**Extrait de page:**
○ ○ ○ ○
Et quand j’ai commencé l’écriture de ce projet, je suis moi-même devenu père d’un petit garçon. Je me suis longuement posé la question de savoir comment j’allais ne pas lui transmettre cet héritage-là, pour ne pas qu’il ressente ce que j’avais moi-même ressenti. Cette négativité… (un temps) Cela a été un travail acharné (rires). Et c’est exactement la période et l’épreuve que vit Michael dans le film. Comme moi, il essaie de se détacher de cette figure paternelle. Et à partir de ce travail intime, il va changer sa perception sur Jack. La scène où il le voit au sommet de la montagne s’accompagne du sentiment qu’arrive le moment d’accorder son pardon, sans cependant parvenir à excuser totalement son comportement. Et son action à ce moment-là, toute violente qu’elle soit, va permettre à Jack de vivre la vie que lui-même n’a pas pu vivre.

Nora-Jane Noone (©New Story)
L’autre personnage secondaire que je voulais aborder est celui de Caroline (Nora-Jane Noone), le seul personnage féminin d’importance du film et, de loin, le plus raisonné. Y a-t-il, justement, une corrélation entre la féminité et la raison dans Le Clan des bêtes ?
○ ○ ○ ○
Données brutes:

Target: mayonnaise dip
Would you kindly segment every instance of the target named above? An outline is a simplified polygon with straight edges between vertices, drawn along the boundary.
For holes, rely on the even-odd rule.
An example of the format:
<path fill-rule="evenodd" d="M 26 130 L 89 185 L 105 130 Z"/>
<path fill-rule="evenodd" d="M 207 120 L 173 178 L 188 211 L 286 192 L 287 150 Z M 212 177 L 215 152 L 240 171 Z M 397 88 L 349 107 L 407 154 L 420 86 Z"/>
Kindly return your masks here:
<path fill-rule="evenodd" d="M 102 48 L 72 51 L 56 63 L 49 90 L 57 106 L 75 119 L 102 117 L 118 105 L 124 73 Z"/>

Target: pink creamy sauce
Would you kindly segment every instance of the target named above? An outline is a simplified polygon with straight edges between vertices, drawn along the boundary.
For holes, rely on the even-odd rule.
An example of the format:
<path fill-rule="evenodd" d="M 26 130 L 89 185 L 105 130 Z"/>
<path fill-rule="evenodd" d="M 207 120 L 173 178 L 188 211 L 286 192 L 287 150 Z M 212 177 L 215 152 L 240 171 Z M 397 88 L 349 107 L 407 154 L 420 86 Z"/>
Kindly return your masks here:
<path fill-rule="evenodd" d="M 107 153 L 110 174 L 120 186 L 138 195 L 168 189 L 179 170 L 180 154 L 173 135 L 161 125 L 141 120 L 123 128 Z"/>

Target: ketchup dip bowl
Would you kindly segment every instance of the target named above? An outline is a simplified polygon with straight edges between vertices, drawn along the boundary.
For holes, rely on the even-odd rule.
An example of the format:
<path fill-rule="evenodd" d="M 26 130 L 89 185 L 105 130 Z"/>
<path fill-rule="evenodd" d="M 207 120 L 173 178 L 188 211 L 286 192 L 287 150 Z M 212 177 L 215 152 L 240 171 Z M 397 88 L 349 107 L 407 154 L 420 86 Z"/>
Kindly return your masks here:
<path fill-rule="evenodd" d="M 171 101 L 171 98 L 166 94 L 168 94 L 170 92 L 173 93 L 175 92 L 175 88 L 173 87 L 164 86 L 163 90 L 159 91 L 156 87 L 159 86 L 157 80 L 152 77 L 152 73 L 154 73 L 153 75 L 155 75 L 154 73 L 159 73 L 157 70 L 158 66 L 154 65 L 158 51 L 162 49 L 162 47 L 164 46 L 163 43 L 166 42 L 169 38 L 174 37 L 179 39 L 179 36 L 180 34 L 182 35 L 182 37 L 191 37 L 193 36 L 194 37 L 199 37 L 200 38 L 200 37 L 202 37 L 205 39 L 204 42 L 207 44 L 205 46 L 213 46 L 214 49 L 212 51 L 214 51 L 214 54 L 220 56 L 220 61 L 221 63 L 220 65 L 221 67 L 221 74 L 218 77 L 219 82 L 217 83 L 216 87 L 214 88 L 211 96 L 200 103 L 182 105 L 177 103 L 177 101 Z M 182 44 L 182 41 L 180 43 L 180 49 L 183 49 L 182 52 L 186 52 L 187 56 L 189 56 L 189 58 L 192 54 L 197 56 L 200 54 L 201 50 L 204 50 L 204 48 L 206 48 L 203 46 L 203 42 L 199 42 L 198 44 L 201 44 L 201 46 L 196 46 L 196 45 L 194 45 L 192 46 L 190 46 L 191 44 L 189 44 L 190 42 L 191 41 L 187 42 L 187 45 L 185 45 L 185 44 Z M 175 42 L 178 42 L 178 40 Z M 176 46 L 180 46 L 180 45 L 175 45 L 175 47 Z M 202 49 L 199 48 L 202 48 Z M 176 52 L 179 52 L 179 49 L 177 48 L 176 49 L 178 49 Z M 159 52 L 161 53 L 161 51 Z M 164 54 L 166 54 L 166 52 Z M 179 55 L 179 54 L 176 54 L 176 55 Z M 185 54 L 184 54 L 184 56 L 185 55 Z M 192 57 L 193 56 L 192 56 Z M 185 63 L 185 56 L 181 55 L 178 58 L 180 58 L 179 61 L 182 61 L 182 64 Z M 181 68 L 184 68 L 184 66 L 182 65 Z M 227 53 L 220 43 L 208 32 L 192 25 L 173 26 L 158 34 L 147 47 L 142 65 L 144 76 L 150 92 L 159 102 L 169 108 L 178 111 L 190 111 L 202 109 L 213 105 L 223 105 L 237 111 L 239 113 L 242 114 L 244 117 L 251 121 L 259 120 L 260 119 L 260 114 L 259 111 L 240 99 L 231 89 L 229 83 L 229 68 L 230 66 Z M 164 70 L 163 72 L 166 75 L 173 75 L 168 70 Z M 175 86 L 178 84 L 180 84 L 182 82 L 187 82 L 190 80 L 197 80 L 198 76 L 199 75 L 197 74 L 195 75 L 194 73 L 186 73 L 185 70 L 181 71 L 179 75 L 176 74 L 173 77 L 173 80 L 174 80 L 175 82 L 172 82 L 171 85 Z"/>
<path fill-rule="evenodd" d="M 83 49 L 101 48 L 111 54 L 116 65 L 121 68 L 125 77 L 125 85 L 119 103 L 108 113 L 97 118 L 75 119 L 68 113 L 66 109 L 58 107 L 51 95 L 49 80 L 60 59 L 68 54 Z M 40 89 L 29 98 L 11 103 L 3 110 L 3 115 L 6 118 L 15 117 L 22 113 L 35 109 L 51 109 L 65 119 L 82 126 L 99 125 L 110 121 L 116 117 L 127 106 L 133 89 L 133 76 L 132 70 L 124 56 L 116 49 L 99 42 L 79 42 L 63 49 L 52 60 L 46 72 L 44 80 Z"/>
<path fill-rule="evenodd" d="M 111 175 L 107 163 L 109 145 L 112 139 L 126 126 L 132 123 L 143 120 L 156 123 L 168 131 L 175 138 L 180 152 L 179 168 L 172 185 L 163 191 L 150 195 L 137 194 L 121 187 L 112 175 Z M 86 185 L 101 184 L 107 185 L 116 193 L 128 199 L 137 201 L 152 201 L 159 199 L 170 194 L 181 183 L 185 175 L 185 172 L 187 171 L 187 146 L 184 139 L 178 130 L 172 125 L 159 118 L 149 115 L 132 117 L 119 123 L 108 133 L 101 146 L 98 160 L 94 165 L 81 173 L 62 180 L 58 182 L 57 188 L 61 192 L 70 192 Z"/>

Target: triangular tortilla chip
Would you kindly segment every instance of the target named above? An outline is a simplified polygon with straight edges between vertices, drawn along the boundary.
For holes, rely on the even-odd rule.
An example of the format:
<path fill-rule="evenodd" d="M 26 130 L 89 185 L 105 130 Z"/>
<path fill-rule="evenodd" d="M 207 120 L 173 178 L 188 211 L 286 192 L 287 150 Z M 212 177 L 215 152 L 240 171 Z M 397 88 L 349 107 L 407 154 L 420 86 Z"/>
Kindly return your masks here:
○ ○ ○ ○
**Travail demandé:**
A) Pourriez-vous transcrire sans rien changer le passage de l'extrait qui va de « Et quand j’ai » jusqu'à « pas pu vivre. » inclus ?
B) Pouvez-vous extraire à l'identique, et seulement elles, les lignes de la liste allant de la ligne contenant « Target: triangular tortilla chip » jusqu'à la fin de la liste incluse ?

**Réponses ci-dessous:**
A)
Et quand j’ai commencé l’écriture de ce projet, je suis moi-même devenu père d’un petit garçon. Je me suis longuement posé la question de savoir comment j’allais ne pas lui transmettre cet héritage-là, pour ne pas qu’il ressente ce que j’avais moi-même ressenti. Cette négativité… (un temps) Cela a été un travail acharné (rires). Et c’est exactement la période et l’épreuve que vit Michael dans le film. Comme moi, il essaie de se détacher de cette figure paternelle. Et à partir de ce travail intime, il va changer sa perception sur Jack. La scène où il le voit au sommet de la montagne s’accompagne du sentiment qu’arrive le moment d’accorder son pardon, sans cependant parvenir à excuser totalement son comportement. Et son action à ce moment-là, toute violente qu’elle soit, va permettre à Jack de vivre la vie que lui-même n’a pas pu vivre.

B)
Target: triangular tortilla chip
Would you kindly segment every instance of the target named above? An outline is a simplified polygon with straight edges between vertices, drawn along the boundary.
For holes, rely on the even-odd rule.
An example of the format:
<path fill-rule="evenodd" d="M 26 130 L 89 185 L 105 130 Z"/>
<path fill-rule="evenodd" d="M 207 120 L 173 178 L 188 211 L 286 192 L 287 150 Z M 212 177 L 215 152 L 240 171 Z M 397 88 L 349 107 L 407 154 L 420 86 Z"/>
Kindly return your masks here:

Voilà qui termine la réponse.